Prompt » Retype, without alteration, each line from the line containing "marabou stork beak." to the final line of the records.

Data for processing »
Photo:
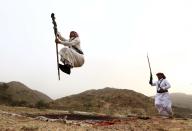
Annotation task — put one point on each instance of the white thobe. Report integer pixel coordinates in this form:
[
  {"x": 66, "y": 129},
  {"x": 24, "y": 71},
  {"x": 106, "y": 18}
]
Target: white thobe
[
  {"x": 71, "y": 55},
  {"x": 162, "y": 100}
]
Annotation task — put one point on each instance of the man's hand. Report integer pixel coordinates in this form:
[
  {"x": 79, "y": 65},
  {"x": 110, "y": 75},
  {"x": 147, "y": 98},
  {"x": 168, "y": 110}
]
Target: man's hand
[{"x": 57, "y": 40}]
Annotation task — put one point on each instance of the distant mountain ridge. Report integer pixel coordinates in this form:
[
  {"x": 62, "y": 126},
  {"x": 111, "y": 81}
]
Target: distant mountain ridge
[
  {"x": 181, "y": 100},
  {"x": 107, "y": 101},
  {"x": 18, "y": 93}
]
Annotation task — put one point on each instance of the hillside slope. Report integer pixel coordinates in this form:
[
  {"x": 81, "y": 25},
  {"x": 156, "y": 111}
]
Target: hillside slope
[
  {"x": 108, "y": 101},
  {"x": 181, "y": 100},
  {"x": 16, "y": 93}
]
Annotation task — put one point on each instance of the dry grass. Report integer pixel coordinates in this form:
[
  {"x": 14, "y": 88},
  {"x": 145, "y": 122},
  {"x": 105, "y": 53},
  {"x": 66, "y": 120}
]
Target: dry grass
[{"x": 19, "y": 123}]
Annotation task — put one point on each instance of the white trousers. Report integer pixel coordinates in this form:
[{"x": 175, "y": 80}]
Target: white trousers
[
  {"x": 163, "y": 104},
  {"x": 71, "y": 56}
]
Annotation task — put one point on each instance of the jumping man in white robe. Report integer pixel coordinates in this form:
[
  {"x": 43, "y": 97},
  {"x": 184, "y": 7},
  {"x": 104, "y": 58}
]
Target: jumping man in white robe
[
  {"x": 162, "y": 98},
  {"x": 71, "y": 55}
]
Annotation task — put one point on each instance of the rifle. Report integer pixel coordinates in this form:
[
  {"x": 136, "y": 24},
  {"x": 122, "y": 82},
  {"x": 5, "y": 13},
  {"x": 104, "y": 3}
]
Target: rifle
[
  {"x": 55, "y": 32},
  {"x": 151, "y": 75}
]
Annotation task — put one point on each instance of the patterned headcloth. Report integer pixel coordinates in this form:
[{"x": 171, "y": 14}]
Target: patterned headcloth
[
  {"x": 161, "y": 75},
  {"x": 73, "y": 34}
]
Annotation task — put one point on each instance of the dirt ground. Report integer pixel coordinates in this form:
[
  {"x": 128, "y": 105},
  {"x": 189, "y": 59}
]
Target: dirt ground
[{"x": 15, "y": 119}]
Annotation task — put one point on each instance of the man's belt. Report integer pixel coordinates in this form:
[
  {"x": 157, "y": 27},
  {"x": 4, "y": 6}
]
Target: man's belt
[
  {"x": 77, "y": 50},
  {"x": 162, "y": 91}
]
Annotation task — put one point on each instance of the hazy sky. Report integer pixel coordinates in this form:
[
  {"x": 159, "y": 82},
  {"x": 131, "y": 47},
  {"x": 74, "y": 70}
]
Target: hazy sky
[{"x": 115, "y": 37}]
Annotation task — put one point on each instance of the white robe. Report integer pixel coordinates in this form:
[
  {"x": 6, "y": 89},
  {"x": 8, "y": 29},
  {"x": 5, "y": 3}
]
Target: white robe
[
  {"x": 163, "y": 100},
  {"x": 71, "y": 55}
]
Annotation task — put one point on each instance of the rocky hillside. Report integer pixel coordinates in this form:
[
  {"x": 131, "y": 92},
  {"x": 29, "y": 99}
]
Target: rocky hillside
[
  {"x": 16, "y": 93},
  {"x": 182, "y": 100},
  {"x": 108, "y": 101}
]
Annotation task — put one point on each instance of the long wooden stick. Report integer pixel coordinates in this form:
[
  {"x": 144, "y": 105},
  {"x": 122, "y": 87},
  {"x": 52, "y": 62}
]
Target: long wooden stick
[
  {"x": 151, "y": 76},
  {"x": 55, "y": 32}
]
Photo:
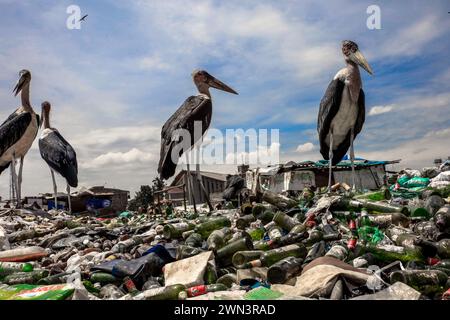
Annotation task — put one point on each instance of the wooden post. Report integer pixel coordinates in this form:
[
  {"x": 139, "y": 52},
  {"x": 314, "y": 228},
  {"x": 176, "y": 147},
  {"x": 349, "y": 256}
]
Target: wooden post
[{"x": 184, "y": 196}]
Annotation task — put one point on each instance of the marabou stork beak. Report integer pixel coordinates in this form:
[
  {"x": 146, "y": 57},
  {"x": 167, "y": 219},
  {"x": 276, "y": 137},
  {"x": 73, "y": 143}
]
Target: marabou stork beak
[
  {"x": 359, "y": 59},
  {"x": 19, "y": 85},
  {"x": 215, "y": 83}
]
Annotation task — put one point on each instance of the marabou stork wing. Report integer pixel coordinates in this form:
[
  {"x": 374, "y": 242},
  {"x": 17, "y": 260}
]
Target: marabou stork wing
[
  {"x": 343, "y": 147},
  {"x": 60, "y": 156},
  {"x": 195, "y": 108},
  {"x": 361, "y": 113},
  {"x": 329, "y": 106},
  {"x": 12, "y": 130}
]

Solution to the problem »
Annotation task — put one point on each instance of the marabou stork beak. Report integer pixel coordinates in this form:
[
  {"x": 146, "y": 57},
  {"x": 167, "y": 219},
  {"x": 276, "y": 137},
  {"x": 73, "y": 143}
]
Target: marabou stork beak
[
  {"x": 359, "y": 59},
  {"x": 19, "y": 85},
  {"x": 215, "y": 83}
]
Annotation task — put one point on each instance of the marabou stork wing. Report integer pixel coordinates in this form:
[
  {"x": 374, "y": 242},
  {"x": 17, "y": 260}
]
Target: marabou stork wing
[
  {"x": 343, "y": 147},
  {"x": 60, "y": 156},
  {"x": 195, "y": 108},
  {"x": 361, "y": 113},
  {"x": 329, "y": 106},
  {"x": 12, "y": 130}
]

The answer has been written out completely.